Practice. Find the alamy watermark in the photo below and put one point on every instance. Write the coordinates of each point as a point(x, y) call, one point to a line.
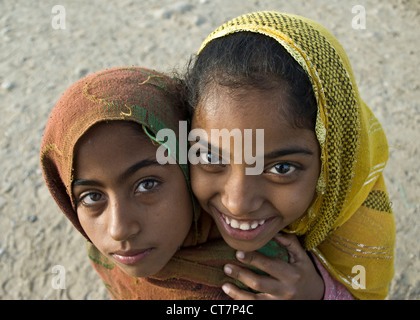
point(59, 281)
point(59, 19)
point(359, 20)
point(197, 153)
————————
◆ EXERCISE DIRECTIONS
Each record should be printed again precisely, though not its pictures.

◆ RESULT OF THIS TASK
Practice. Find the alamy watermark in the photo below and put one point on every instance. Write the coordinates of each point as a point(x, y) call, one point to a line.
point(59, 281)
point(59, 19)
point(359, 20)
point(197, 153)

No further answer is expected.